### Texto de leitura
Ela sorriu e disse-me:

- Custa um pouco! Mas é também uma grade ajuda. O silêncio dele não esconde o que sente por mim. Eu sei que ele, apesar dos defeitos, gosta muito de mim! Sempre gostou! Não fala, mas consigo perceber os seus sentimentos. Depois, ele ouve-me. Às vezes, estou a falar das coisas passadas. Ele nada diz, mas sei que me ouve! Isso já é tão bom!

Perguntei-lhe, depois, como é que consegue viver, quase sempre, no meio de tanto «silêncio». Ela respondeu prontamente:

- O silêncio só nos faz bem! Dá-nos paz e ajuda-nos a pôr as contas da vida em dia!

Fiquei surpreendido com a profundidade da sua resposta. Ela apercebendo-se, lá me foi explicando o que queria dizer e eu, no meu íntimo, ia concordando com ela. Entretanto, já tinha passado mais de uma hora desde que chegara e tinha de seguir, pois havia ainda muitas voltas a dar. Despedi-me dela e prometi passar depois para continuarmos a conversa.

Mais tarde, já de regresso a casa, depois das reuniões da noite, veio-me à mente aquele encontro de fim de tarde e a lição que aprendi sobre o silêncio. Com efeito, só o silêncio torna possível a escuta, isto é, o acolhimento em si, não apenas da palavra pronunciada, mas também da presença daquele que fala, ou até nada diz. O silêncio é também uma linguagem privilegiada de amor, de profundidade, de presença ao e do outro. Mais, ainda: na experiência do amor verdadeiro, o silêncio é, muitas vezes, uma linguagem mais eloquente, intensa e comunicativa do que as palavras.

### Dados fornecidos
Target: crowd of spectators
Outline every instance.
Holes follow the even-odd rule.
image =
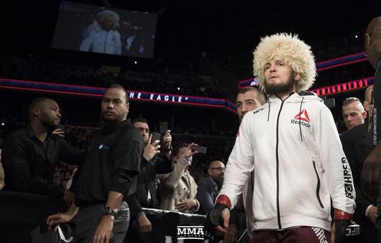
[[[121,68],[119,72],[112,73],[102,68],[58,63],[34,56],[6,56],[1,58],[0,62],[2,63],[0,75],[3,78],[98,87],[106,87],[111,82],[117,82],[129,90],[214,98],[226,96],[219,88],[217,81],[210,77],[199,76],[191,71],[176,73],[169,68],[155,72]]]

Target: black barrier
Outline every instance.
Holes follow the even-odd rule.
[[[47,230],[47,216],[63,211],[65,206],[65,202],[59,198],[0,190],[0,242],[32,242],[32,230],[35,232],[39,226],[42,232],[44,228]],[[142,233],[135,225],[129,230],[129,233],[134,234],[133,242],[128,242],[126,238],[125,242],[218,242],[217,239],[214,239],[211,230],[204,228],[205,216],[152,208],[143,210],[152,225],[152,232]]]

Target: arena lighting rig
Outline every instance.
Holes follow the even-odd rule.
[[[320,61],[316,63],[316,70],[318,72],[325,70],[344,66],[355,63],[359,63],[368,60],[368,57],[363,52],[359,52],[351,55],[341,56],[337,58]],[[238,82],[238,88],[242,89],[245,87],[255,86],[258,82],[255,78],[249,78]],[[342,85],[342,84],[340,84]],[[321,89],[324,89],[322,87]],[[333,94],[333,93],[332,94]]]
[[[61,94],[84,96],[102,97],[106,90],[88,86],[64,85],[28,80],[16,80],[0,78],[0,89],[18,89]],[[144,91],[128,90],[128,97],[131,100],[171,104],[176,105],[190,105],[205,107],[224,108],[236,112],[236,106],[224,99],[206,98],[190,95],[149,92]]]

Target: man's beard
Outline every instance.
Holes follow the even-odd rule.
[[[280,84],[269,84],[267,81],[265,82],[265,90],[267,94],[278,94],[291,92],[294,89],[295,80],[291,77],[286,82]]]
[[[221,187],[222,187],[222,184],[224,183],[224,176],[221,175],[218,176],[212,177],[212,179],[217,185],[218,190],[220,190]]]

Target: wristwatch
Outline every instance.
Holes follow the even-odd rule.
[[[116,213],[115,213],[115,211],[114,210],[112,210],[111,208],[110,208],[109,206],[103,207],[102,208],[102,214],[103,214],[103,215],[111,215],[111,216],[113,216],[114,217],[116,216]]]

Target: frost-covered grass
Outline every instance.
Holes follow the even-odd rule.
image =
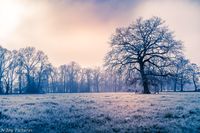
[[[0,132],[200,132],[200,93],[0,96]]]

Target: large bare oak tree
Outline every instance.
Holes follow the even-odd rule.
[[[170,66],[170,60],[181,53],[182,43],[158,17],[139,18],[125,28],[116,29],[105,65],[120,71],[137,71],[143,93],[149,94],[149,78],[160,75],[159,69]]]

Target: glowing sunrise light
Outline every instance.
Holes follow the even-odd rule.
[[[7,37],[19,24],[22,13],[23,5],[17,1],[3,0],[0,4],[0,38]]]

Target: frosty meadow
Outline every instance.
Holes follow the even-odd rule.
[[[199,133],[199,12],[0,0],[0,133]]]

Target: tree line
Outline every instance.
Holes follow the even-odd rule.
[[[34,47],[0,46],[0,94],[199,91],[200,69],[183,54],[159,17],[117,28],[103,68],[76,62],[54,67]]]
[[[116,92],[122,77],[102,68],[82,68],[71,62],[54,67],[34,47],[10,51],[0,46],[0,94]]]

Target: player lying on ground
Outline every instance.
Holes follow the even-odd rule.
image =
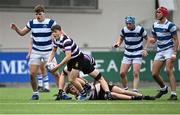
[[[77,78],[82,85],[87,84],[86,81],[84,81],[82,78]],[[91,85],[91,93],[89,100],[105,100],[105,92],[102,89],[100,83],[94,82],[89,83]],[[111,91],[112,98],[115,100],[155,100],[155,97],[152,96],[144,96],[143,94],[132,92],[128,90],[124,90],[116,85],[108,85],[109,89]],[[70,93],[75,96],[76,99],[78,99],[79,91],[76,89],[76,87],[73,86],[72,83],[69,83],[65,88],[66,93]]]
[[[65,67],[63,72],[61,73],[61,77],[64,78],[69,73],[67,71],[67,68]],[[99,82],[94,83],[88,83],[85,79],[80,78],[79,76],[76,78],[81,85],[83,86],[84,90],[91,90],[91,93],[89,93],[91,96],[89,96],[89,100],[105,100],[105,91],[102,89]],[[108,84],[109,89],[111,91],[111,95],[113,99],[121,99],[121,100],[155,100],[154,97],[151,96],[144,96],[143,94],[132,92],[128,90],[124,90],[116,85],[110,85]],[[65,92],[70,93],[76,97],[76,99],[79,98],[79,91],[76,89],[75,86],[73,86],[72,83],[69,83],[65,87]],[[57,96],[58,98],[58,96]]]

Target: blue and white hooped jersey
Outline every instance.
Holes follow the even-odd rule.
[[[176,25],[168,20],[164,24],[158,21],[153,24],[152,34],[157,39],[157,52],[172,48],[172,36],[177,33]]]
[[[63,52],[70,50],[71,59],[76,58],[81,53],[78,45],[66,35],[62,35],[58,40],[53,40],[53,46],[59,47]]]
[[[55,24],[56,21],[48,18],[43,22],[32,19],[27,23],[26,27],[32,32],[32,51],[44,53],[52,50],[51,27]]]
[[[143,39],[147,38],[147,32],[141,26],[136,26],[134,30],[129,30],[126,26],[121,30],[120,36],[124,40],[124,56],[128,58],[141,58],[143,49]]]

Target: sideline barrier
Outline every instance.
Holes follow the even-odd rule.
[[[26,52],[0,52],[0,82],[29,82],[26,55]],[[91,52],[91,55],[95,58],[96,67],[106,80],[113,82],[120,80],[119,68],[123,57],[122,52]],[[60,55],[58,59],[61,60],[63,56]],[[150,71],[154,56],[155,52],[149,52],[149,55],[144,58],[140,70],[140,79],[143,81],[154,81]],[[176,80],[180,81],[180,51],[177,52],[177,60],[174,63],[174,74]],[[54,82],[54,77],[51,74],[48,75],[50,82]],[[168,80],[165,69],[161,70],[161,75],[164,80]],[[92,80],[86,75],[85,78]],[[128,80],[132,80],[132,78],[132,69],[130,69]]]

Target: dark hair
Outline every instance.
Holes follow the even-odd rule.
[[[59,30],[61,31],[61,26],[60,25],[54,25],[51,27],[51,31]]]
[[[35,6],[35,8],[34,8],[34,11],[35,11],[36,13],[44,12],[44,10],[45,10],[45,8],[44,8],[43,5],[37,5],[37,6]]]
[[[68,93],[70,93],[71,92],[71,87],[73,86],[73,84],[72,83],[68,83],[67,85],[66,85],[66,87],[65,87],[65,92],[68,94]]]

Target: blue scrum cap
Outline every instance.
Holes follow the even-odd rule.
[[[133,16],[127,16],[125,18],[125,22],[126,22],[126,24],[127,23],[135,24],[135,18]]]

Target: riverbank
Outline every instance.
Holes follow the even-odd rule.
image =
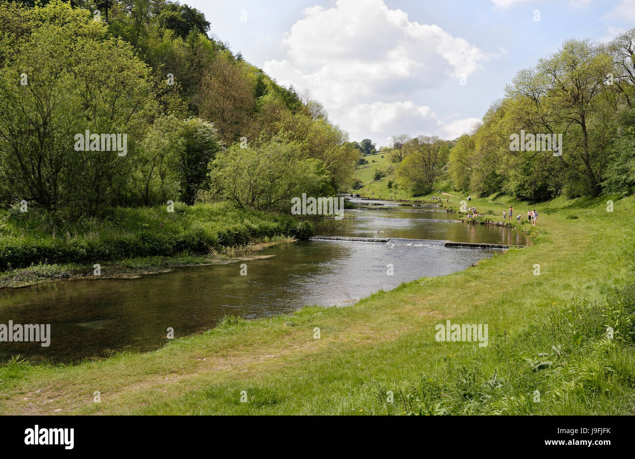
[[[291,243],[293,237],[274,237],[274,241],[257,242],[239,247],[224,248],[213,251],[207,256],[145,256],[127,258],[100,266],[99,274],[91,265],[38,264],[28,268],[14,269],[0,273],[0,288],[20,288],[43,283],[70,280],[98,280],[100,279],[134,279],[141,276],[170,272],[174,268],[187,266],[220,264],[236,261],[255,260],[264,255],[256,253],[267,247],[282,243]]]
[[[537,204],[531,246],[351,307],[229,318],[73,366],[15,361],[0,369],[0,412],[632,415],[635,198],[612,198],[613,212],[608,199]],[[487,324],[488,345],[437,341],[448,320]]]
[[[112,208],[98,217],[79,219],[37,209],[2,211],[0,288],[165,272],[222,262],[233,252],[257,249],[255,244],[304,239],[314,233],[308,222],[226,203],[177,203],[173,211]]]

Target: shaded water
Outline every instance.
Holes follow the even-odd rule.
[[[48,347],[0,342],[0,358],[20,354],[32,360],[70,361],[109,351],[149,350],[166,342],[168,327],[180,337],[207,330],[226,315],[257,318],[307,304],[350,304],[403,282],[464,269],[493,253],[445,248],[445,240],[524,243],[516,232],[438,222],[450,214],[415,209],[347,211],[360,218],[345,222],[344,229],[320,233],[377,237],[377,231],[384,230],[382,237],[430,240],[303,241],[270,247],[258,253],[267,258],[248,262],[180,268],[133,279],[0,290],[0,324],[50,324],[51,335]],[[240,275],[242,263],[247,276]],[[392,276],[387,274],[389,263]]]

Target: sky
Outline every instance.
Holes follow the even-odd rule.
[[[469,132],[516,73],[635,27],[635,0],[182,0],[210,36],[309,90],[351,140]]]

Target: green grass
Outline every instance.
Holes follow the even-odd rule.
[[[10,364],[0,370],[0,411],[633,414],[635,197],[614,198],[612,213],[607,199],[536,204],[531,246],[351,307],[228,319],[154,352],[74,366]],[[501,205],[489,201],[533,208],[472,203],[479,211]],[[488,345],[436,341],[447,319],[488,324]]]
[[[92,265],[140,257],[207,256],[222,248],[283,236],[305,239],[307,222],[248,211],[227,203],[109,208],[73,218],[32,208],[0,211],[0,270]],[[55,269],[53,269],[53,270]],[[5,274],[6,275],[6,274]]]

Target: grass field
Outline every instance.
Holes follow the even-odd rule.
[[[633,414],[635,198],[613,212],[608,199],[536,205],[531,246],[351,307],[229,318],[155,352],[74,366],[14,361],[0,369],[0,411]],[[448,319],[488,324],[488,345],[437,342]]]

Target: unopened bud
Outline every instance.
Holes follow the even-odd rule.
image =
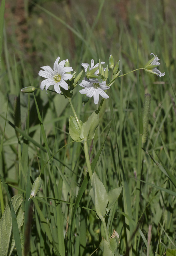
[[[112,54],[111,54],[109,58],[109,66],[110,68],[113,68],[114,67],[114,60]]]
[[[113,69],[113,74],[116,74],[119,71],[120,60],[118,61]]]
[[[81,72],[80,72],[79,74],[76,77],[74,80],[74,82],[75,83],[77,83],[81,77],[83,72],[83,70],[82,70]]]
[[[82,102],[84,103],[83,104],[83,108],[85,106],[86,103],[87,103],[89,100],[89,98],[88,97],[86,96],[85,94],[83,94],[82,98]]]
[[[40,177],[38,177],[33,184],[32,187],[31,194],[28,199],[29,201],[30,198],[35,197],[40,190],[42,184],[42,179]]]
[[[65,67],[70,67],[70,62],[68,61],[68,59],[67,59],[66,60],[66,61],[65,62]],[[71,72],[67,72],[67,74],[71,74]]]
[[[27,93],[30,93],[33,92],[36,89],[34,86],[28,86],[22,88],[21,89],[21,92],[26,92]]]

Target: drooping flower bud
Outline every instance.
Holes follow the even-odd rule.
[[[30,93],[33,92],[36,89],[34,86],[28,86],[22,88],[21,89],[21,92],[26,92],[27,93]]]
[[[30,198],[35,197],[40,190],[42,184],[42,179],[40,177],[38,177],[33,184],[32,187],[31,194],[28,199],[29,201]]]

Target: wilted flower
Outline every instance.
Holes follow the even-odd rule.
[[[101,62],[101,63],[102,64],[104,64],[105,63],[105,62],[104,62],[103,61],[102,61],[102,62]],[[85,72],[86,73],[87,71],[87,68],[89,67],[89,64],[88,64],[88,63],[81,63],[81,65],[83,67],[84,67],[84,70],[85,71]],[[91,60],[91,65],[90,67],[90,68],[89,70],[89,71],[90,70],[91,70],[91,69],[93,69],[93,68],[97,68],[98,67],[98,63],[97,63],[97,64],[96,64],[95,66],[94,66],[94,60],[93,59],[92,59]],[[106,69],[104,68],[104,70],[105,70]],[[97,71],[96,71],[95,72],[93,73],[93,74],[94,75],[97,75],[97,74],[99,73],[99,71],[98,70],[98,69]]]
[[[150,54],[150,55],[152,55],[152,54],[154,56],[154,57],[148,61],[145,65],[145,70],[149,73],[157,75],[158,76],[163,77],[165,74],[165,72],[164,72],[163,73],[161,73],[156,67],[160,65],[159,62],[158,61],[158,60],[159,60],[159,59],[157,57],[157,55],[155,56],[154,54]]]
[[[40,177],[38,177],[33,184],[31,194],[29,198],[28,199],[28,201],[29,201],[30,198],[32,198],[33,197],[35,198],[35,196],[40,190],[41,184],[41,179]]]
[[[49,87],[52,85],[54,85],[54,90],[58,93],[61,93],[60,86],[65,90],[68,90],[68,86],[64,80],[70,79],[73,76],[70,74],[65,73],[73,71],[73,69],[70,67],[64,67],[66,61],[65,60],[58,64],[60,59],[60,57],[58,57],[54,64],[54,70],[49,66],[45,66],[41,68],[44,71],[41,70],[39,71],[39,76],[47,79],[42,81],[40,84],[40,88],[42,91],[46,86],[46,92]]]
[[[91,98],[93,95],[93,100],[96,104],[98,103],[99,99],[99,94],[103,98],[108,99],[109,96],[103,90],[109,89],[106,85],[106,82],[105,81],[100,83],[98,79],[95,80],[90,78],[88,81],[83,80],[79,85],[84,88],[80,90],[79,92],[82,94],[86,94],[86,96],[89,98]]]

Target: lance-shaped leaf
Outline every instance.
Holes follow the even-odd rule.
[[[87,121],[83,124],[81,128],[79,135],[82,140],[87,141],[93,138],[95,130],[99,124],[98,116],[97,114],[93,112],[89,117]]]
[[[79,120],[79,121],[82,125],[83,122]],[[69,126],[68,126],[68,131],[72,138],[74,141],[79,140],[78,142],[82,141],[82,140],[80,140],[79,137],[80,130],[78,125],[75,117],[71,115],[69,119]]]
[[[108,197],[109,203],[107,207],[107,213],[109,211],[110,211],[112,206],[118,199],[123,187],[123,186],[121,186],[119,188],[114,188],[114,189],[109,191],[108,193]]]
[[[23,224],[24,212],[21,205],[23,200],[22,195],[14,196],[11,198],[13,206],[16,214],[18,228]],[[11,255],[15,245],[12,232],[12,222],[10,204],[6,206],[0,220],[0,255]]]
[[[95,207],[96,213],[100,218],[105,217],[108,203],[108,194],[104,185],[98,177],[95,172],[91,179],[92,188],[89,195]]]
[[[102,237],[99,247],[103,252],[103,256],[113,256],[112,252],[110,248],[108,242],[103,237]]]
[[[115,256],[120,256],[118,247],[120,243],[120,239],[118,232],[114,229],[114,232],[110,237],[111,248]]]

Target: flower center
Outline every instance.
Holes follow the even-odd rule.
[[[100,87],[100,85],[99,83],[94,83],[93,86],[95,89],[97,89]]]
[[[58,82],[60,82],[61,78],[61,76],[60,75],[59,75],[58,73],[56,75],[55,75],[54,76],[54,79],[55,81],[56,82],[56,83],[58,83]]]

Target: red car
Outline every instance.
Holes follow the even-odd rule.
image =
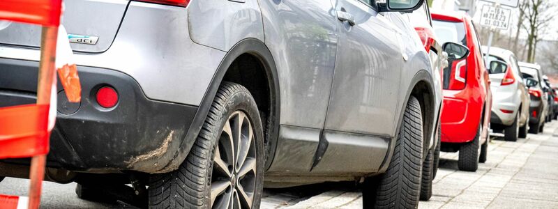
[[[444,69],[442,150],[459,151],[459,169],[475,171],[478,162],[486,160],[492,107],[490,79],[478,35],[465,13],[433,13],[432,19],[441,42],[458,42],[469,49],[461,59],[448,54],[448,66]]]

### Enunciado
Diga, por favor, o que é que o silêncio nos dá, segundo a resposta da mulher no texto de leitura. As linhas são material à parte e não têm ligação ao texto de leitura.

### Resposta do exercício
O silêncio dá-nos paz.